:: TASK STATEMENT ::
Count the lines in the data below that contain the string "shirt". Give only the number.

[BEGIN TASK MATERIAL]

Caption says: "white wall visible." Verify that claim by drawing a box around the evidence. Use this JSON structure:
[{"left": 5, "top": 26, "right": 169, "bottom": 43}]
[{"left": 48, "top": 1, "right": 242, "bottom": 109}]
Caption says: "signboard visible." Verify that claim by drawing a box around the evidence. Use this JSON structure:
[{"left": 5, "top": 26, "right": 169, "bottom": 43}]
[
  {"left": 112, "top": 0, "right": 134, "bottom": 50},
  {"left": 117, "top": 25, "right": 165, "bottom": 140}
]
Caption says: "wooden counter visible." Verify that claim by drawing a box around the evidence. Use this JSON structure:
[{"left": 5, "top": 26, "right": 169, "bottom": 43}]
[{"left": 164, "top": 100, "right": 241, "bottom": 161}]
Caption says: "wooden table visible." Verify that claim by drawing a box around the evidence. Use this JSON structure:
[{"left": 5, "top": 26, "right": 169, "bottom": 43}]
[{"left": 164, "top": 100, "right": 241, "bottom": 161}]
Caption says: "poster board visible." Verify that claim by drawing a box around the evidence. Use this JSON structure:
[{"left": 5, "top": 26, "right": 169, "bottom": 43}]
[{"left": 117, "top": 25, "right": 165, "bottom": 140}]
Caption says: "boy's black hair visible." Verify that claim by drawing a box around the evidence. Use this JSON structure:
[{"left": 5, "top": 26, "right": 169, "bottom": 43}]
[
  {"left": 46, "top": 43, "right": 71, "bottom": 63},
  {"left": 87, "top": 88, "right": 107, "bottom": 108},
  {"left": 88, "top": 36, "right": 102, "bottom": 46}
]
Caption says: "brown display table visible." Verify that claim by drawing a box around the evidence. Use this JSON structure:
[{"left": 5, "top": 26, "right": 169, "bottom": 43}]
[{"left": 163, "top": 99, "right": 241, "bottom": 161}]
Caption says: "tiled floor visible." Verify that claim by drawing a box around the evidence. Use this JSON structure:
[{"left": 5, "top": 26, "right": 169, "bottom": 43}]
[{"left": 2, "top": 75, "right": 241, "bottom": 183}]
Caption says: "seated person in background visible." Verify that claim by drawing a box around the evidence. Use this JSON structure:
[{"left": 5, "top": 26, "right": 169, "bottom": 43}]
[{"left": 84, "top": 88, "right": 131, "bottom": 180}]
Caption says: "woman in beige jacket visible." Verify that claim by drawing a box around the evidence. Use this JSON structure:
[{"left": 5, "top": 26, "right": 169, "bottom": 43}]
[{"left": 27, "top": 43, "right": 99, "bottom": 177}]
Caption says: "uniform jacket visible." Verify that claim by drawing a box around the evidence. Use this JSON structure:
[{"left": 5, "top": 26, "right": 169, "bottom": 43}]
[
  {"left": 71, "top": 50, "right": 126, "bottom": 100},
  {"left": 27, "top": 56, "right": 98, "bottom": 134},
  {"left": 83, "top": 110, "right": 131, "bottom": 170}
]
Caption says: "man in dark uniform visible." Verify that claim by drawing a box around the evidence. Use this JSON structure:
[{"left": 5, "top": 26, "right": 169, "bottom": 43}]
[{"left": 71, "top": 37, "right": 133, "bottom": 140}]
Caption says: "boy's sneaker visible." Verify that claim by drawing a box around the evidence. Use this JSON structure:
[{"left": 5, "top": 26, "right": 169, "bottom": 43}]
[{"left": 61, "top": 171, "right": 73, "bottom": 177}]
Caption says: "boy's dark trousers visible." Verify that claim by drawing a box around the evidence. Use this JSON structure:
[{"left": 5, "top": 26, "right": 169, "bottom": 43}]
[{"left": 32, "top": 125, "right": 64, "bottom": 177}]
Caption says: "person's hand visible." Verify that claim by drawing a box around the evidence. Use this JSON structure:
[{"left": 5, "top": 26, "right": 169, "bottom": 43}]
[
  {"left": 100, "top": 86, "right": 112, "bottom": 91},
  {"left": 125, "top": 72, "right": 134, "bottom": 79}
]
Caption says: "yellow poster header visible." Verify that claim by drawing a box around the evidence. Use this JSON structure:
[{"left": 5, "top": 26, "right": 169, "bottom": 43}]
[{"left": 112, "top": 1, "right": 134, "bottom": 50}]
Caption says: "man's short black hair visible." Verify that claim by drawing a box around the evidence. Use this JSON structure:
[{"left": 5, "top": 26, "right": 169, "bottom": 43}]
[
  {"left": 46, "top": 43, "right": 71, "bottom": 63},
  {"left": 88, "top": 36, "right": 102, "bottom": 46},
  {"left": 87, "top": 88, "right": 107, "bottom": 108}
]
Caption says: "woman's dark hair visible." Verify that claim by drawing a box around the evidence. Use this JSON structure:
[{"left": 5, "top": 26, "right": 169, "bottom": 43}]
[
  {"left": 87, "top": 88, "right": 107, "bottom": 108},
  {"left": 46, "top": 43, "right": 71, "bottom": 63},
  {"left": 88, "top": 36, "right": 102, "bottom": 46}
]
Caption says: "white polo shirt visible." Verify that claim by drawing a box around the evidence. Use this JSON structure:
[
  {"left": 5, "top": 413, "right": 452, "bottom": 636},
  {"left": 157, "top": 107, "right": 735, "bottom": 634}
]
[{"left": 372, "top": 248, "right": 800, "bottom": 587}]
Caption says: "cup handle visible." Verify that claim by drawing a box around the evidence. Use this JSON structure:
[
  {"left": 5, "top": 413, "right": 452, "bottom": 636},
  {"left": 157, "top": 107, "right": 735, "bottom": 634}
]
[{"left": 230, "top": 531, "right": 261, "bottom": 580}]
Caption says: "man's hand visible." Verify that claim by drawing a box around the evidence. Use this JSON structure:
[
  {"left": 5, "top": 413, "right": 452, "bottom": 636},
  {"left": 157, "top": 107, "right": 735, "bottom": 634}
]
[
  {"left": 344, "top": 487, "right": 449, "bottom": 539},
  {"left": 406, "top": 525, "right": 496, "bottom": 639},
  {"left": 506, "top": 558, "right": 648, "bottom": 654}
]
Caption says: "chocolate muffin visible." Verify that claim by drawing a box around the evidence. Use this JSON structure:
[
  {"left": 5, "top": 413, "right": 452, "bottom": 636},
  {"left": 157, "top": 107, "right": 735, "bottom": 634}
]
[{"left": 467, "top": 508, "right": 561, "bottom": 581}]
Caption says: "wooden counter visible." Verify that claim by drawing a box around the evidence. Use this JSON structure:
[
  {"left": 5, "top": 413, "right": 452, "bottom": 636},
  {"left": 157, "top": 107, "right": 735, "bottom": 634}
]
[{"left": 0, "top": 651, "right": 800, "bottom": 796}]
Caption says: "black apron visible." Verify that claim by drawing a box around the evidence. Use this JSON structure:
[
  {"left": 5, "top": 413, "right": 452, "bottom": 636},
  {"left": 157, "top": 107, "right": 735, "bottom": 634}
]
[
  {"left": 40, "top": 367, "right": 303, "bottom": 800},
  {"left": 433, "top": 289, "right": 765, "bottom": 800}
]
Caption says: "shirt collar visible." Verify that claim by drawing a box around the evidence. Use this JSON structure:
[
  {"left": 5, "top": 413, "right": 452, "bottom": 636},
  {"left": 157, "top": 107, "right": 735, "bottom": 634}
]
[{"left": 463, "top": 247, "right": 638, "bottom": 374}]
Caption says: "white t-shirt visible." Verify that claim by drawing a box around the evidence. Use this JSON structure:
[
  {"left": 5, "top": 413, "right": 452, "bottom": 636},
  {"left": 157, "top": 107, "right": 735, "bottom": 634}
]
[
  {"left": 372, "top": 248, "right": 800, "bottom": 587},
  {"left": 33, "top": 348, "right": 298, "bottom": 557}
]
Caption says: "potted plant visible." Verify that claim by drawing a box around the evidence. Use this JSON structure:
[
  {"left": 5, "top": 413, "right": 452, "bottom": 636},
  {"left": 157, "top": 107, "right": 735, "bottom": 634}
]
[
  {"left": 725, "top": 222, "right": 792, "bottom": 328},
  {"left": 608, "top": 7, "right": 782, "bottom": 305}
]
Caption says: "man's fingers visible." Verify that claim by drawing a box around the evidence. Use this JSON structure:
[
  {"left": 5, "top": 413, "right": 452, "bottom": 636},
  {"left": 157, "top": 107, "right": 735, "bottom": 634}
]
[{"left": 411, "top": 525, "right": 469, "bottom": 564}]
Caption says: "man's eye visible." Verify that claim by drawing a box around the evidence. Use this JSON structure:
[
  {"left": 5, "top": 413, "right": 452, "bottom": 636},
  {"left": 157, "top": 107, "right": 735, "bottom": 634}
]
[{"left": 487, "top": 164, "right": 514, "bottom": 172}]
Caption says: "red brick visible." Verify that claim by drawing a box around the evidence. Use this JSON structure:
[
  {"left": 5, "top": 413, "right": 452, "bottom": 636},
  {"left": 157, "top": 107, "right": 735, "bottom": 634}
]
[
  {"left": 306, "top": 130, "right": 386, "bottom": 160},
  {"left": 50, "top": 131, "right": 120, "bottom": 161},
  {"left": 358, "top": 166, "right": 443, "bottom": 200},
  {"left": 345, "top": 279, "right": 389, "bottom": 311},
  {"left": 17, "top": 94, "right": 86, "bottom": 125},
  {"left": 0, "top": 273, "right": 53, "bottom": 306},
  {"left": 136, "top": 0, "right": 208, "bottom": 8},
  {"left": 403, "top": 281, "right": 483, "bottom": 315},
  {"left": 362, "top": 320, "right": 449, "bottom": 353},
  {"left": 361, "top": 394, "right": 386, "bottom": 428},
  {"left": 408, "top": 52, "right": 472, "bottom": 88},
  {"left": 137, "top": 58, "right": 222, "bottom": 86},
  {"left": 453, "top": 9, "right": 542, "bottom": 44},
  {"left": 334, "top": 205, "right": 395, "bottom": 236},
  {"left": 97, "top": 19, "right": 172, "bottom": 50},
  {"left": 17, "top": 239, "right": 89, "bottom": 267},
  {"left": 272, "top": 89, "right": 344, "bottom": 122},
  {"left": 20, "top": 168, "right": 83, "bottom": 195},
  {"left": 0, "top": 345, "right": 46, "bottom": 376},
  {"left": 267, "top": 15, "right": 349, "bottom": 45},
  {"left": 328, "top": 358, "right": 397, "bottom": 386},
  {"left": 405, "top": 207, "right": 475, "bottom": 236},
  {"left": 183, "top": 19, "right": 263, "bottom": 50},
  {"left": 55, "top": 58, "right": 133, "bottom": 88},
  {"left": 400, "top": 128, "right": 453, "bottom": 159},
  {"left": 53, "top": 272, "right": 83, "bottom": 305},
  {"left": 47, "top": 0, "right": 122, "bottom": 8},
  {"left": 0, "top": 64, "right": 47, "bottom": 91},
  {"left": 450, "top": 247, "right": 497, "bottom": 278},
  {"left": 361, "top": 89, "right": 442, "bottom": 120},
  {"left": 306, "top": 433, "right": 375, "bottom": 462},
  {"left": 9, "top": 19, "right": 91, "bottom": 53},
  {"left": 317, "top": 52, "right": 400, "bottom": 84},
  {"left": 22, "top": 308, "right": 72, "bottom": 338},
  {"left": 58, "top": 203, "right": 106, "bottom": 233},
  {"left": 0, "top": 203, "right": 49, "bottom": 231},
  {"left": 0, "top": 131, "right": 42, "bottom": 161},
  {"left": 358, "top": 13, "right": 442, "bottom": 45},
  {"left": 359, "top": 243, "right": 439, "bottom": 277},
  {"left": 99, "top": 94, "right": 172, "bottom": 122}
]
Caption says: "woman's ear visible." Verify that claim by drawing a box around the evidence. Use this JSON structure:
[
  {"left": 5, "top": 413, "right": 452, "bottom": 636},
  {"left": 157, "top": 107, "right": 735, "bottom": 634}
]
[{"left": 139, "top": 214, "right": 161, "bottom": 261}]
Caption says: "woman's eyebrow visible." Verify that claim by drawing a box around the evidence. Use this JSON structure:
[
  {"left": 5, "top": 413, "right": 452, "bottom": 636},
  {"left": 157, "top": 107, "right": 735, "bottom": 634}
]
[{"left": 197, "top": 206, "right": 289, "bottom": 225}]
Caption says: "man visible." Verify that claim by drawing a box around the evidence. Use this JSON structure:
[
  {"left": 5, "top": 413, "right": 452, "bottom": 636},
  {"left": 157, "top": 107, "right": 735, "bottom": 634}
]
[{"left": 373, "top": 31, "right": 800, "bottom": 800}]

[END TASK MATERIAL]

:: TASK OUTPUT ::
3